§ **Required work**
Change every "integer pairs" in the material below to "whole-number pairs" and leave everything else as it is. Leave the pictures out of your answer.

::: Information provided

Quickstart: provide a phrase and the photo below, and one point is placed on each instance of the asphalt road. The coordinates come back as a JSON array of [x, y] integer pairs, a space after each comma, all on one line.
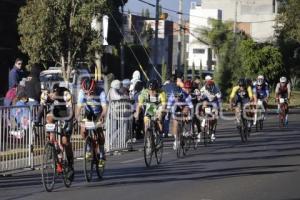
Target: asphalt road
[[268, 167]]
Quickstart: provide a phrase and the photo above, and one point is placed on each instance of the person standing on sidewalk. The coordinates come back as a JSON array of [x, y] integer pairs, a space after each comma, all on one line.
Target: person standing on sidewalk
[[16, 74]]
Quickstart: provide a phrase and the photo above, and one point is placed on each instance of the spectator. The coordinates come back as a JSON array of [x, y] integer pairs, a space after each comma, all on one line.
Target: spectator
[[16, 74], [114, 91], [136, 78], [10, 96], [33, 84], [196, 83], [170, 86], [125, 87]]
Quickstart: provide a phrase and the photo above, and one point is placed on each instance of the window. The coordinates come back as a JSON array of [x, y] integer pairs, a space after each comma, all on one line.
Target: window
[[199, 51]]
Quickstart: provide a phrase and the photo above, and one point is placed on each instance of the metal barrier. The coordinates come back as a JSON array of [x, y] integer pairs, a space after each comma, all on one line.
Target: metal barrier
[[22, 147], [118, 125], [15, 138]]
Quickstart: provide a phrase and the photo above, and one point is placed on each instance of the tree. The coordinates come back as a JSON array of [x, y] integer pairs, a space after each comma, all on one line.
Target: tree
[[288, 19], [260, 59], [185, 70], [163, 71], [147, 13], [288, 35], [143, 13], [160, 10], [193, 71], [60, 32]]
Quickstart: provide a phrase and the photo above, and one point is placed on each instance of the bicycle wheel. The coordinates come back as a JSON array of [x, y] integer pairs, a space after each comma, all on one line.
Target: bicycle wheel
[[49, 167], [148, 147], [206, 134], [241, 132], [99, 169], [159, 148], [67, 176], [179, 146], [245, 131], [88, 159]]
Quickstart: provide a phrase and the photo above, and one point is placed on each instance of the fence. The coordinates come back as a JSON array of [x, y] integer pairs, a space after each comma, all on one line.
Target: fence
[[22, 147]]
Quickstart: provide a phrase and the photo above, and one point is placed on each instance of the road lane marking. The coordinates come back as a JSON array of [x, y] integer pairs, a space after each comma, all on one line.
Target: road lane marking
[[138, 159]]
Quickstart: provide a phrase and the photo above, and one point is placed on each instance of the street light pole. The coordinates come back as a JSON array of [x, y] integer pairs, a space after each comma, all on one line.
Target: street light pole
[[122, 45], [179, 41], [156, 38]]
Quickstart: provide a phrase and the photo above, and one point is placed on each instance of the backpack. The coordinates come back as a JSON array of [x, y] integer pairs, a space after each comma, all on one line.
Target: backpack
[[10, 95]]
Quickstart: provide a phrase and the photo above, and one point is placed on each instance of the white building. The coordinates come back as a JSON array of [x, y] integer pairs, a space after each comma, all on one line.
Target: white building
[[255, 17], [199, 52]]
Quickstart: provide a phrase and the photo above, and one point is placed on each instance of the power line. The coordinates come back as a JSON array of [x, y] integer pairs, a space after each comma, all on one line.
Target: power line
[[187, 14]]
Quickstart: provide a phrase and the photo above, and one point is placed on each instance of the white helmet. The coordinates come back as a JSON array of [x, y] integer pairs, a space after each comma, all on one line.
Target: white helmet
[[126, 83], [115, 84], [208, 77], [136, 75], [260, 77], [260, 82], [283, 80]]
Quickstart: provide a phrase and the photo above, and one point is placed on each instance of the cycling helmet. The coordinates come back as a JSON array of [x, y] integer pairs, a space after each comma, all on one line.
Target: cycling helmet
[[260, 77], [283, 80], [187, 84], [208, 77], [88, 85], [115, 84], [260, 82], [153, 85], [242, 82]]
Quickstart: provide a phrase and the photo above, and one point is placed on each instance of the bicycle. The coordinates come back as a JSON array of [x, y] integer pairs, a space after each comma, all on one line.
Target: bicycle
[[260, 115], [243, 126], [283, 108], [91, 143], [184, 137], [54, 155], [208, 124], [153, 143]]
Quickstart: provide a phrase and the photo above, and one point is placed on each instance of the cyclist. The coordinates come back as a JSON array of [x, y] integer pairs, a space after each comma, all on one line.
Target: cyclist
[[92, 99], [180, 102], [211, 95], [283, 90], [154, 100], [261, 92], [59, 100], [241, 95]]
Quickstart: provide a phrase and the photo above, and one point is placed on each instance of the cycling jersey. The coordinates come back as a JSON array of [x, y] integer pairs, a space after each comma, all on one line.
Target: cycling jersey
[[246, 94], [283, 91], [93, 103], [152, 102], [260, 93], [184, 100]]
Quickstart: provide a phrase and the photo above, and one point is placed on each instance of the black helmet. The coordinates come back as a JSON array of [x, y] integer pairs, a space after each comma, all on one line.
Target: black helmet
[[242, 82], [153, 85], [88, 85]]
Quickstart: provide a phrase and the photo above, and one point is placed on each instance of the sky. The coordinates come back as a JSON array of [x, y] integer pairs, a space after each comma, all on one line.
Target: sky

::::::

§ **Task response**
Quickstart: provide a phrase and the photo below, and one point is placed on each instance of the asphalt road. The coordinates come back as a JSON array of [x, y] whole-number pairs, a space after each comma, all on one line.
Target: asphalt road
[[268, 167]]
Quickstart: provide a phrase and the photo above, and one point is placed on each instance of the person standing on sidewalk. The coordinates come back as a JSON array of [x, y] whole-number pairs, a space after each comma, all on one line.
Target: person standing on sidewalk
[[16, 74]]
Quickstart: provide a phrase and the photo above, and one point is placed on each instance of the spectator. The coordinates come back as a JSON array of [x, y] whole-number pairs, a space after each comma, all on one line.
Target: spectator
[[16, 74], [114, 91], [136, 78], [10, 96], [33, 84], [196, 83], [170, 86], [125, 87]]
Quickstart: provide a phrase and the photo above, and one point is placed on each instance of the window. The coordinates come back as a JSON array of [x, y] whole-number pairs, a space after each comma, all on one line.
Target: window
[[199, 51]]
Quickstart: provide a phrase and the photo above, and one point is placed on each instance of the metal barrier. The coordinates come back as a JSON array of [x, y] whole-number pairs, a space after each comma, all on one line.
Target: metal barrier
[[22, 147], [118, 125], [15, 138]]
Quickstart: provide a phrase and the photo above, and one point is placed on each instance of the tree. The coordinates come back as a JSON array of [x, y] whole-number pairs, a space after each comma, all on one line.
Target: tree
[[288, 19], [260, 59], [185, 70], [163, 71], [147, 13], [288, 35], [143, 13], [160, 10], [193, 71], [60, 32]]
Quickstart: provide a phrase and the photo above, and one point is placed on each instance of the bicycle wheel. The coordinates come back as a JSON array of [x, y] whole-number pairs, a space after each comma, all on one line.
Target: bicycle wheel
[[49, 167], [148, 147], [206, 134], [241, 132], [99, 169], [159, 148], [67, 176], [179, 146], [245, 131], [88, 159]]
Quickstart: provide a phrase and the photo above, and one point is placed on each instance of the fence. The coordinates come back as a JSON array of [x, y] whole-number pairs, a space after each comma, all on one line.
Target: fence
[[22, 147]]
Quickstart: provide a phrase and the photo above, and one point is placed on each instance of the road lane marking. The coordinates come back as a JSON array of [x, y] whole-number pairs, a space after each comma, all on one line.
Target: road lane marking
[[138, 159]]
Quickstart: provide a phrase and the photo above, and one point is placed on each instance of the street light pole. The coordinates come back as a JSON array of [x, y] whole-number pairs, a space after each comma, all on one line.
Target: street light pole
[[122, 45], [179, 41], [156, 38]]
Quickstart: provide a phrase and the photo above, and one point is placed on each instance of the backpack. The coordinates come back as a JSON array of [x, y] whole-number pairs, a space after each comma, all on one line.
Target: backpack
[[10, 95]]
Quickstart: provide a phrase and the photo above, and one point is placed on each instance of the white building. The coordinates come back as a JSON array of [x, y] whole-number pairs, a space after each comma, all on one line.
Target: white building
[[255, 17], [199, 52]]
Quickstart: provide a phrase and the photo above, and one point is placed on each instance of the power line. The coordinates come back as a JSON array of [x, y] whole-number pairs, a space after each comma, all on one line.
Target: power line
[[187, 14]]
Quickstart: provide a phrase and the photo above, and one point is placed on each instance of the white helmet. The coordinates come back as a JSON array of [x, y] whole-number pairs, a space after each comma, all on one line.
Target: white helmet
[[126, 83], [115, 84], [208, 77], [136, 75], [260, 77], [260, 82], [283, 80]]
Quickstart: provide a phrase and the photo above, and one point is placed on each instance of the cycling helmet. The coordinates come back as a JSON array of [x, y] whole-number pairs, a space after each comma, all on one line.
Target: cycling helmet
[[260, 77], [283, 80], [187, 84], [208, 77], [88, 85], [115, 84], [260, 82], [153, 85], [242, 82]]
Quickstart: provide a phrase and the photo above, and one point is placed on each instance of the bicycle. The coordinates come back as a JSON array of [x, y] whole-number pairs, a space after each comma, all on one line.
Target: bicycle
[[260, 115], [243, 126], [283, 108], [91, 143], [184, 137], [54, 155], [208, 124], [153, 143]]
Quickstart: provide a phrase and the photo above, and one point is placed on each instance of the cyclist. The coordinates come back as a JSON array of [x, y] whole-number pairs, a space after each comma, all on one line.
Target: cyclist
[[92, 99], [180, 102], [211, 95], [283, 90], [154, 100], [261, 92], [59, 100], [241, 95]]
Quickstart: provide a phrase and the photo above, and one point is placed on each instance of the cycling jersey. The coordinates come back as a JSON array of [x, y] whole-number pairs, a space after each comma, all on one line.
Target: cycling jersey
[[246, 94], [283, 91], [93, 103], [152, 102], [260, 93], [184, 100]]
Quickstart: provide a phrase and the photo above, and one point is placed on each instance of the black helmet. The coordinates come back as a JSON array of [x, y] whole-number pairs, a space after each comma, all on one line.
Target: black helmet
[[242, 82], [153, 85], [88, 85]]
Quickstart: provide a phrase and the photo above, and one point is placed on each instance of the sky. The coordinates come back as a JSON array of [x, y] whole-number pairs, a space after each comma, all on one line.
Target: sky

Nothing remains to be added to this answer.